» Work instruction: In the entries below, return only the line containing "of the grass" and those after it, exactly, through the last line.

» Source information:
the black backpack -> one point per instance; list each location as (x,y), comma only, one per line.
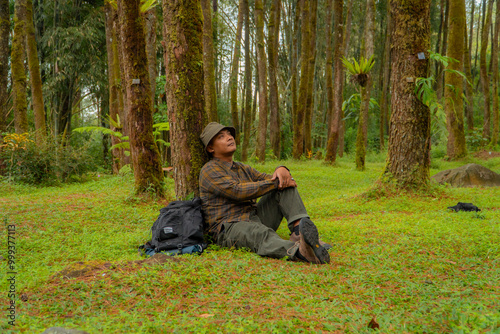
(179,225)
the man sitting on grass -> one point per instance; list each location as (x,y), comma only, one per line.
(228,192)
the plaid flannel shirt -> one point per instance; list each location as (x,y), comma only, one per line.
(229,190)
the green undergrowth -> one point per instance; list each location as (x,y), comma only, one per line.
(404,259)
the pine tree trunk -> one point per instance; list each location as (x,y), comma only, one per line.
(329,64)
(311,69)
(338,77)
(469,106)
(262,69)
(494,69)
(4,62)
(35,78)
(454,83)
(209,69)
(367,52)
(150,33)
(235,68)
(295,56)
(183,24)
(298,132)
(384,100)
(273,45)
(485,82)
(145,156)
(17,65)
(120,79)
(408,162)
(347,30)
(248,85)
(443,50)
(113,85)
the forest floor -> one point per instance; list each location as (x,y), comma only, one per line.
(405,260)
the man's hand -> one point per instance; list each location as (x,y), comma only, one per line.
(285,179)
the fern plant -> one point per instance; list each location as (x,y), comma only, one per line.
(359,71)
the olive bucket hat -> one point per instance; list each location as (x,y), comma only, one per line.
(212,129)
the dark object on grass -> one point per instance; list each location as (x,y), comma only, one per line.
(61,330)
(373,324)
(464,207)
(471,175)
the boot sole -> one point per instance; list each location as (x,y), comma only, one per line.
(311,237)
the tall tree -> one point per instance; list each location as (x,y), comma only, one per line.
(272,50)
(35,77)
(262,69)
(485,82)
(494,69)
(17,65)
(247,124)
(145,156)
(469,107)
(386,72)
(310,80)
(294,60)
(454,106)
(408,162)
(336,119)
(149,16)
(298,131)
(235,69)
(113,83)
(209,62)
(367,52)
(183,29)
(4,61)
(443,48)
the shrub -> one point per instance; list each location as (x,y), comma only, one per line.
(48,164)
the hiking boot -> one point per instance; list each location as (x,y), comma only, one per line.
(295,236)
(309,246)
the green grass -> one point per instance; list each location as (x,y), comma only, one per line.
(406,260)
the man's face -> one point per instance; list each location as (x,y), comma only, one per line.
(222,145)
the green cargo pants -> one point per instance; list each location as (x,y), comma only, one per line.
(259,233)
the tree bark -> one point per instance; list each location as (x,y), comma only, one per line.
(443,50)
(183,24)
(338,77)
(367,52)
(347,40)
(35,78)
(408,162)
(209,62)
(273,46)
(17,69)
(4,62)
(247,120)
(298,132)
(384,100)
(235,68)
(145,156)
(469,107)
(261,67)
(494,69)
(295,56)
(310,81)
(454,106)
(485,82)
(150,33)
(113,84)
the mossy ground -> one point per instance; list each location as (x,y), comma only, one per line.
(404,259)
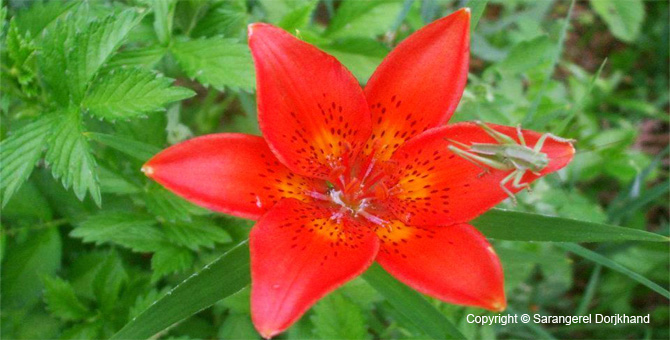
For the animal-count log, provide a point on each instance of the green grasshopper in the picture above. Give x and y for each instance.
(506, 155)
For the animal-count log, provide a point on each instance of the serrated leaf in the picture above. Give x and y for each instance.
(360, 55)
(93, 47)
(169, 260)
(70, 157)
(336, 317)
(363, 18)
(163, 18)
(145, 57)
(21, 50)
(20, 152)
(129, 93)
(53, 61)
(42, 13)
(62, 301)
(145, 301)
(624, 18)
(216, 62)
(134, 231)
(70, 58)
(196, 234)
(138, 150)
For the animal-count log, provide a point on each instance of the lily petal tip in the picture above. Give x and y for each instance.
(499, 306)
(147, 170)
(254, 27)
(268, 333)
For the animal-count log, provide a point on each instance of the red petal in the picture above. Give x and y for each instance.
(455, 263)
(310, 108)
(229, 172)
(420, 82)
(299, 253)
(437, 187)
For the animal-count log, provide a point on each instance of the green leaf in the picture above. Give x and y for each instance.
(20, 152)
(360, 55)
(624, 18)
(298, 17)
(109, 280)
(42, 13)
(602, 260)
(226, 18)
(25, 263)
(216, 62)
(528, 54)
(21, 51)
(276, 10)
(53, 60)
(70, 157)
(198, 233)
(336, 317)
(130, 147)
(61, 300)
(93, 47)
(133, 231)
(170, 260)
(237, 326)
(168, 206)
(219, 279)
(145, 57)
(363, 18)
(70, 59)
(163, 18)
(477, 8)
(520, 226)
(130, 93)
(411, 304)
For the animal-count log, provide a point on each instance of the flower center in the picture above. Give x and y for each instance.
(356, 187)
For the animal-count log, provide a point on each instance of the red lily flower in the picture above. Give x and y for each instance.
(344, 176)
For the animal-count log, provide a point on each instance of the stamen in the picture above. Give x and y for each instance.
(372, 218)
(318, 196)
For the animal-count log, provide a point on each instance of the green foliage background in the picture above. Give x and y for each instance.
(90, 90)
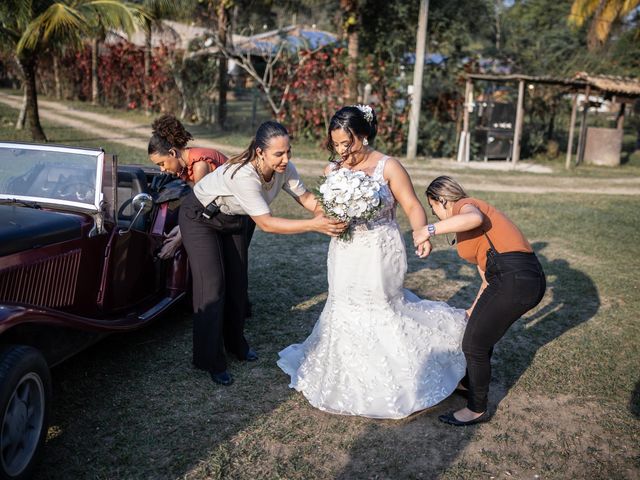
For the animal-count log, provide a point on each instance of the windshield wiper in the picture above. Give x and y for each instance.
(25, 203)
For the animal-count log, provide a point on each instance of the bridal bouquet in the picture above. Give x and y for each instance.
(348, 196)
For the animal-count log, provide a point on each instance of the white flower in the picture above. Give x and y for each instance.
(366, 110)
(349, 195)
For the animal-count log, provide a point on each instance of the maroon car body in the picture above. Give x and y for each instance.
(78, 243)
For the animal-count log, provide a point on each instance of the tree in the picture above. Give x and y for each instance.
(604, 15)
(156, 10)
(32, 27)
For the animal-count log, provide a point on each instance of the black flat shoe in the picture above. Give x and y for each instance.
(223, 378)
(250, 356)
(452, 420)
(461, 392)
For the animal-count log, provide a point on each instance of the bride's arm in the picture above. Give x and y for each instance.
(402, 189)
(320, 223)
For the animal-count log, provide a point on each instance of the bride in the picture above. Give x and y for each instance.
(377, 350)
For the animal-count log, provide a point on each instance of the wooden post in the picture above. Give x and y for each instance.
(582, 138)
(519, 118)
(416, 97)
(463, 144)
(620, 117)
(574, 108)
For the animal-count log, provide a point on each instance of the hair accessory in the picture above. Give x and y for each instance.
(366, 110)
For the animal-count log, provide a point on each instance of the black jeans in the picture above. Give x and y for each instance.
(516, 285)
(217, 250)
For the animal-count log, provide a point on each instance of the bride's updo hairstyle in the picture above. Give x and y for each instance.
(445, 189)
(167, 133)
(353, 120)
(266, 131)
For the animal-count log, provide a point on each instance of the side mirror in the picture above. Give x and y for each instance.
(141, 203)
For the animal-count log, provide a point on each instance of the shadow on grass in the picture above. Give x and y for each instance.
(421, 445)
(634, 401)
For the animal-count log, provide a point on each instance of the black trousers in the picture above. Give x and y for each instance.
(217, 250)
(516, 284)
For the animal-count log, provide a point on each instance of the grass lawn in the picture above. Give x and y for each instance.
(565, 395)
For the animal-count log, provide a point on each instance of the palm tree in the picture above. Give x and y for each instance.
(157, 10)
(605, 14)
(31, 27)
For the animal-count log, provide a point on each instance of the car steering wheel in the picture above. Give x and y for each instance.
(125, 204)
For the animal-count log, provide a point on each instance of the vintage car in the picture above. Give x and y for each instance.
(79, 237)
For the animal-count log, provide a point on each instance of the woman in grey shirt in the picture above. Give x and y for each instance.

» Expected answer:
For the animal-count log, provide a point on each instance of the grass lawn in the picture above. Give x and y for each instance.
(565, 395)
For the animal-count log, provide a point on each instance of the palm tree in the picture above. Give x and y for each instance.
(157, 10)
(605, 14)
(31, 27)
For the animal-count log, provide a point on each instance of the car steering wheel in the picture above. Give x and y for each instance.
(125, 204)
For the animal-count log, provide a point on each instance of the vintage car in the picture above. Give x and y for each instance.
(79, 237)
For the animal-count log, provide a point on each instance of the woman in grey shirt in the picture above. Give x and y for each instance.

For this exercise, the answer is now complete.